**Record extracts**
====================

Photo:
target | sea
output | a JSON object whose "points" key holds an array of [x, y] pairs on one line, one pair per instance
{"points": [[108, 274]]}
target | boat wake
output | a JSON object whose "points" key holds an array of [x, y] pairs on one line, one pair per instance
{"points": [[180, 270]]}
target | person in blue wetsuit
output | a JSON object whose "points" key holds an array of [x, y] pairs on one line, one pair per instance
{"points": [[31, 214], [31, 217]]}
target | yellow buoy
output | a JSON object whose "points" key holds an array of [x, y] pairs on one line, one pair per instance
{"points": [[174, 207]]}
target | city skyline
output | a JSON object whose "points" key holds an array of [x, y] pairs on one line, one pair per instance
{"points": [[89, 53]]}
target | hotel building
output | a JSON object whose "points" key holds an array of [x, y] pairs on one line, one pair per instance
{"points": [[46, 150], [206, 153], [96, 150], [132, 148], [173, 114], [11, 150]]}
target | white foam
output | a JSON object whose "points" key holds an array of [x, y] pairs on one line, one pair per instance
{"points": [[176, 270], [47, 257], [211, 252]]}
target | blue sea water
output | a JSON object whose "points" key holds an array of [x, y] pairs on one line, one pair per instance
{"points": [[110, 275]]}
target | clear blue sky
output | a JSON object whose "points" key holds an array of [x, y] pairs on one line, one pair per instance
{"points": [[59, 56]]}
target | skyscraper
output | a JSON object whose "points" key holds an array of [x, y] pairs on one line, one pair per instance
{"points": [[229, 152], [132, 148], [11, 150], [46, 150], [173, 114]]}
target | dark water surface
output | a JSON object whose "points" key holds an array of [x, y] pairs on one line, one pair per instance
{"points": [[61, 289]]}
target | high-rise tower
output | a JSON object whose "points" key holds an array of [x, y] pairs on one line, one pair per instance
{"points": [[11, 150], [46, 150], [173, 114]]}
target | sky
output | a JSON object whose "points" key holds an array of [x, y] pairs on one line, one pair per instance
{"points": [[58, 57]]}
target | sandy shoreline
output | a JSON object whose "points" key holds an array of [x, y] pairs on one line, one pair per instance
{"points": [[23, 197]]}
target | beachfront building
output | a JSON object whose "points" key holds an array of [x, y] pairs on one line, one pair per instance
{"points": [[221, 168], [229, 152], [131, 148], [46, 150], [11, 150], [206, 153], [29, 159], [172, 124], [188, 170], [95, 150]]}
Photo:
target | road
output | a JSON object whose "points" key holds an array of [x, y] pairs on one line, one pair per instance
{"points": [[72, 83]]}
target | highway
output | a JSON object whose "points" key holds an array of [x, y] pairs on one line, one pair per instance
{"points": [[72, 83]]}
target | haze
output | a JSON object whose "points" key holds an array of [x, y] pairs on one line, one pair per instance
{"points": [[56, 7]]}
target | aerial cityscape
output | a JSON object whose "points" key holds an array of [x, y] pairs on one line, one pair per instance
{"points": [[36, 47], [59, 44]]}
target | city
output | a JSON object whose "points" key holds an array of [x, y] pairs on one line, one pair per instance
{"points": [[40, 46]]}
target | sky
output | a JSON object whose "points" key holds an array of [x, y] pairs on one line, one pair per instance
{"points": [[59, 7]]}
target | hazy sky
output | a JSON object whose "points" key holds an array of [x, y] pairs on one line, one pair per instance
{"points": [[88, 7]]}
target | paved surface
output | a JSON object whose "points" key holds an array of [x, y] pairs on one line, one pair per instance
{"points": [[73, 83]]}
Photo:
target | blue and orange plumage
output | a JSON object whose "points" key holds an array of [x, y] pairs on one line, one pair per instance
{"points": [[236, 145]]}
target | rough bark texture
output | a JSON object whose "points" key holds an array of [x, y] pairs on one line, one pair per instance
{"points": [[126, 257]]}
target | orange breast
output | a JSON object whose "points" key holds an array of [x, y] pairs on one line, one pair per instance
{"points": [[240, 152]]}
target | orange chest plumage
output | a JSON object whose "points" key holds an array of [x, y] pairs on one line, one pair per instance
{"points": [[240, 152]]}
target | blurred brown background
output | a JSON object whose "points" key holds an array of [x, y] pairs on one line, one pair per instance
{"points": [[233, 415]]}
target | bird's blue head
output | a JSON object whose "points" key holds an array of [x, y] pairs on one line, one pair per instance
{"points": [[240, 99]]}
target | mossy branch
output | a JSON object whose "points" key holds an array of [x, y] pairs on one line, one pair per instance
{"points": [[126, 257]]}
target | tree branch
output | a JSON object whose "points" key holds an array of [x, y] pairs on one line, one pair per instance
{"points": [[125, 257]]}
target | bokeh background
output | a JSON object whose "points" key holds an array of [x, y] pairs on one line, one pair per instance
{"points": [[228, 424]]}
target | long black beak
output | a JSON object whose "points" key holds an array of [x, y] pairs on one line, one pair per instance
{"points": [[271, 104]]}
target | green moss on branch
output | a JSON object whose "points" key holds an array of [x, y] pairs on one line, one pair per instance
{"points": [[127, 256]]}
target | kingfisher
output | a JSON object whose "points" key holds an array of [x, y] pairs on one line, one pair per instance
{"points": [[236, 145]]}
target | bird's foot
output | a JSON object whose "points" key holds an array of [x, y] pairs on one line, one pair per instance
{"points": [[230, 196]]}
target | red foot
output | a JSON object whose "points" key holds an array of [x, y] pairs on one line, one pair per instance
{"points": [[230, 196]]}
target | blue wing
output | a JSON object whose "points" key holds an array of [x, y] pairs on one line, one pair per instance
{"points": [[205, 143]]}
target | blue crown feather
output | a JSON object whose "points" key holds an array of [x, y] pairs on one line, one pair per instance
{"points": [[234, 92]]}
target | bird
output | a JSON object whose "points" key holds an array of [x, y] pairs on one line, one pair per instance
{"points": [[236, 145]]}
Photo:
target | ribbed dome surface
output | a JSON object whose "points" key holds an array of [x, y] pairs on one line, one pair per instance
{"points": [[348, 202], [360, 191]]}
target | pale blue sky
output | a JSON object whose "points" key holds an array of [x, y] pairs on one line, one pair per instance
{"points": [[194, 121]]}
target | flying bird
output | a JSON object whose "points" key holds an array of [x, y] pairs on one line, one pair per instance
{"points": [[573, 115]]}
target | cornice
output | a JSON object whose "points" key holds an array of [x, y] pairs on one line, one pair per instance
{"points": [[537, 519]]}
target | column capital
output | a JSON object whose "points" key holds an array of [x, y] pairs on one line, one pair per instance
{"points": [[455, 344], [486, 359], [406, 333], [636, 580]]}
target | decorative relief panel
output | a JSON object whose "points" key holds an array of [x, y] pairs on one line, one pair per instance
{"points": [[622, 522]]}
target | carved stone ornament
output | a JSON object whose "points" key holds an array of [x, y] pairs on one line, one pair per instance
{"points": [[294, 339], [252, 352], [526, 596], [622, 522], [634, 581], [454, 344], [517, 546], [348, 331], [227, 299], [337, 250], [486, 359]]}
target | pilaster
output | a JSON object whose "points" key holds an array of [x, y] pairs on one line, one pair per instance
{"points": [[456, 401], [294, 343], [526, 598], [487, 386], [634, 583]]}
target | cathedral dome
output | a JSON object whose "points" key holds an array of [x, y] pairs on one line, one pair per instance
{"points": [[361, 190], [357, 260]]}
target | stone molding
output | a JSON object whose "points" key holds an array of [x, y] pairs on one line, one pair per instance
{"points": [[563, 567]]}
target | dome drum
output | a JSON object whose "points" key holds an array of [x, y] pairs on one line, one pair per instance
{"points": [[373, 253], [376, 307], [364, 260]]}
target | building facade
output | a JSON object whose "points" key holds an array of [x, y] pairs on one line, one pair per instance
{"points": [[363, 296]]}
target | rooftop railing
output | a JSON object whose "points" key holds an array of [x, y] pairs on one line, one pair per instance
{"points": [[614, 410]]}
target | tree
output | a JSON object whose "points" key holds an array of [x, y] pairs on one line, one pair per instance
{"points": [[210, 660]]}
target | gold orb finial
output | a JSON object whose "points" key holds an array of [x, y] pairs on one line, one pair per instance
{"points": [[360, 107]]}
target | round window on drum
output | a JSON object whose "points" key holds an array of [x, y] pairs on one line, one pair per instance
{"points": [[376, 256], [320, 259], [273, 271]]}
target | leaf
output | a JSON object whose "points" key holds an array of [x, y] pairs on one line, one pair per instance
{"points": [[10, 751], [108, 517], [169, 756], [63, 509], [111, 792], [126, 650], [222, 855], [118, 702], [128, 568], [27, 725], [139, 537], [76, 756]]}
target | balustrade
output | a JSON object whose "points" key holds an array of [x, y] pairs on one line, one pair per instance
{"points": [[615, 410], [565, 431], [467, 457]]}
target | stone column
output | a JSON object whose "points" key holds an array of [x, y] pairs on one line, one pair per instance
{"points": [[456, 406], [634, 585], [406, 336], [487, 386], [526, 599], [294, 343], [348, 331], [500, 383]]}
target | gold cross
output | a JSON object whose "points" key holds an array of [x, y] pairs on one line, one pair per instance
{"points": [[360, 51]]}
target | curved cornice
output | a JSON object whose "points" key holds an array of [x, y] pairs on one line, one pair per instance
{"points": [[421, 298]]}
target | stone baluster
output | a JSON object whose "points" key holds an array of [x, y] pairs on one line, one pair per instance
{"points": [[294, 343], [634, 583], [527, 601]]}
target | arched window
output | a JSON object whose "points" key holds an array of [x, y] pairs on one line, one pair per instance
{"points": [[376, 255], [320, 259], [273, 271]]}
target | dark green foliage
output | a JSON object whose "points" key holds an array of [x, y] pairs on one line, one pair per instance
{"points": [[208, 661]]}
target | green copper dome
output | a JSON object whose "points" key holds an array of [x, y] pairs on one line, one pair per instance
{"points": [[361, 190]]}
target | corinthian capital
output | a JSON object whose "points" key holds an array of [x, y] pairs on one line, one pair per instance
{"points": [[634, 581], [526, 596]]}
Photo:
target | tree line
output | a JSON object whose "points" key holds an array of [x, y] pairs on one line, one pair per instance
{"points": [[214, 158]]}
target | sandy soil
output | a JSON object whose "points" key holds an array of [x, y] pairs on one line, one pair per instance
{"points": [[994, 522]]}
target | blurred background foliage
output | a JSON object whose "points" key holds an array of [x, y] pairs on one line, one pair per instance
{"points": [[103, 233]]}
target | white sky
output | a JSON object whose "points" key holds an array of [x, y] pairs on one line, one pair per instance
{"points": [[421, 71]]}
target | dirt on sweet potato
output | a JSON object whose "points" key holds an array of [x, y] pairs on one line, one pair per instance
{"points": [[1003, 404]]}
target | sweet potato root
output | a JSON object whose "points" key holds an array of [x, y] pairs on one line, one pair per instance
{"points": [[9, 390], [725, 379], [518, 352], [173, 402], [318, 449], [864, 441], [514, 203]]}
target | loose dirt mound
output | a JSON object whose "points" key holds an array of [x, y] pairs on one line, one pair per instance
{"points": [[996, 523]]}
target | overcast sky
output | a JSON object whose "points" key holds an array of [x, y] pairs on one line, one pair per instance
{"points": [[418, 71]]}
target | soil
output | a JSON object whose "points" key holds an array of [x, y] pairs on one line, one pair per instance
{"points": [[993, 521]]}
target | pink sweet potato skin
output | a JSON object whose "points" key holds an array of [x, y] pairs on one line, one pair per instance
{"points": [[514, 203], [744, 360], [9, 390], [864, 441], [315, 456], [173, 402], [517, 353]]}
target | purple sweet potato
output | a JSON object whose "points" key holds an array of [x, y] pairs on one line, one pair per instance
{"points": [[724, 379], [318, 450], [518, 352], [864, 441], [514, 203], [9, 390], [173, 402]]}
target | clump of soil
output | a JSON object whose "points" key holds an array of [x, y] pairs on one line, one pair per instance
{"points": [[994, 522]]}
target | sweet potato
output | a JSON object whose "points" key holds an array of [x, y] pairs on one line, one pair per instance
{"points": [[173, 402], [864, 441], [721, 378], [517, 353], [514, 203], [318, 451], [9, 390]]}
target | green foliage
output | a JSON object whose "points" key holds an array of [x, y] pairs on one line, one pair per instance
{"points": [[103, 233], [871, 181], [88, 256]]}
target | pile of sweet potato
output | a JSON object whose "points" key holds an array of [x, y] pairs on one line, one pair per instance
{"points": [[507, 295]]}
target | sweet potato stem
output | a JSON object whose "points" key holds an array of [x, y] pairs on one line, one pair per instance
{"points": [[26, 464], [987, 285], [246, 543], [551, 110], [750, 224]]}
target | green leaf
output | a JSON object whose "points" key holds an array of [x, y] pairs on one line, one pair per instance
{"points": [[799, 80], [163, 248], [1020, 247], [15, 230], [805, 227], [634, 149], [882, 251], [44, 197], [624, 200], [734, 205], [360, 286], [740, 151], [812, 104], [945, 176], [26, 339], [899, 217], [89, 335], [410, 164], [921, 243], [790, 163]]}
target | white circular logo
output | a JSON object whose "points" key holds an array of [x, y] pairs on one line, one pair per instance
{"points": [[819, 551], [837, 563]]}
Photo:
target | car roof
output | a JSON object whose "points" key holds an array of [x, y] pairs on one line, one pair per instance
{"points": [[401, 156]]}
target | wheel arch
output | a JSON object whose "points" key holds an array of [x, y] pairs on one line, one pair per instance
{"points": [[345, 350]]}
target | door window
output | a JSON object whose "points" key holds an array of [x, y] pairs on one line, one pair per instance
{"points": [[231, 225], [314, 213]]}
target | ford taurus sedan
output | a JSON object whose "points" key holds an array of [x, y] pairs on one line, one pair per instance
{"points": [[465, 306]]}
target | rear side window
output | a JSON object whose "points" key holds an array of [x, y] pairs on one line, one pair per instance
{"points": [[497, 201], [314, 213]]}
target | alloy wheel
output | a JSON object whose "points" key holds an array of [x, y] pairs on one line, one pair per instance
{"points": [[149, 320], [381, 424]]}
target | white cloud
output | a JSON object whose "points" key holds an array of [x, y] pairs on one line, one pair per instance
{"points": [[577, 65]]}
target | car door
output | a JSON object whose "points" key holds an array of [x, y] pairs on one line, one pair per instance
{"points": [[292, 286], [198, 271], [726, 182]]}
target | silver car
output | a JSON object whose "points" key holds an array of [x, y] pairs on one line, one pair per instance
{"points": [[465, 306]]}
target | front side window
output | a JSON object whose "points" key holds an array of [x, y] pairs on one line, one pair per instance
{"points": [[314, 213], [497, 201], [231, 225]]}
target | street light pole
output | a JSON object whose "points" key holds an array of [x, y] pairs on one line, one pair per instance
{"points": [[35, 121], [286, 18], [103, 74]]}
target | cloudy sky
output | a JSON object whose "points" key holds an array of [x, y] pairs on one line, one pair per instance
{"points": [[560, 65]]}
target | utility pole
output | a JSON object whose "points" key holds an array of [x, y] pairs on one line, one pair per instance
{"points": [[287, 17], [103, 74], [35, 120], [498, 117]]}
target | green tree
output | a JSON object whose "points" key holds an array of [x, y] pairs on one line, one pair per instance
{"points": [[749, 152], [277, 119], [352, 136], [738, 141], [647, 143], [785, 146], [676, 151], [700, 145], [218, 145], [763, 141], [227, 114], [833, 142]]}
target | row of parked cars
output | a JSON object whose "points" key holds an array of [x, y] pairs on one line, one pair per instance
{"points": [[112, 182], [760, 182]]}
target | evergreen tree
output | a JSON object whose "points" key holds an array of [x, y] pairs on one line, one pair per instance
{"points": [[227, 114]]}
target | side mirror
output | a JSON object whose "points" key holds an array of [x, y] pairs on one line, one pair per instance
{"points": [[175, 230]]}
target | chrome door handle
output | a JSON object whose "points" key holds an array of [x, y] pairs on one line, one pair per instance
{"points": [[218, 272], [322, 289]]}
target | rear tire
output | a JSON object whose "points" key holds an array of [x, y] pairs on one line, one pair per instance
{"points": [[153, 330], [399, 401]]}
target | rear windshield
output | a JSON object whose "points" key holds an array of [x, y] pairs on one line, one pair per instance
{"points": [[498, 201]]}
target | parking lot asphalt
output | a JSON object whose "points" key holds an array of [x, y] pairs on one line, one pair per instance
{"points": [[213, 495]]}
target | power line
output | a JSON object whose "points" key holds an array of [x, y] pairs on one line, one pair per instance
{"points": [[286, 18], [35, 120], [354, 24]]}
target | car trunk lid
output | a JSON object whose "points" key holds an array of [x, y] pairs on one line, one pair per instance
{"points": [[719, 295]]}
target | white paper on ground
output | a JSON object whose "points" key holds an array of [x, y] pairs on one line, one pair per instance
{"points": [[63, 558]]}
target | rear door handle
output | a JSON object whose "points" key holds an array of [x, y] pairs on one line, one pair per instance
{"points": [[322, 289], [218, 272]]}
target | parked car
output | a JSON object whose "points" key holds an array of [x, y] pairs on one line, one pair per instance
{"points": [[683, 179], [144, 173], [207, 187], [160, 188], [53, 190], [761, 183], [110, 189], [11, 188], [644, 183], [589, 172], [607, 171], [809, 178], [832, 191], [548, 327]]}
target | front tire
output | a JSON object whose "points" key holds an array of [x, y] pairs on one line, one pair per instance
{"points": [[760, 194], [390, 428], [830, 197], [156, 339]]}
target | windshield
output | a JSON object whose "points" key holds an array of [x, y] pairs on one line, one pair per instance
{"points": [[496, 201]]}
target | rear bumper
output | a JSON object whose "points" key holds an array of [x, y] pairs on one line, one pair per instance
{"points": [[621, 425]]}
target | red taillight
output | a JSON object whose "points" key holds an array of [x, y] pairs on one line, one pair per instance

====================

**What to do**
Only lines of the data holding the word "dirt" go in the answer. Please copy each of them.

**Output of the exercise**
target | dirt on sweet potato
target | loose dirt mound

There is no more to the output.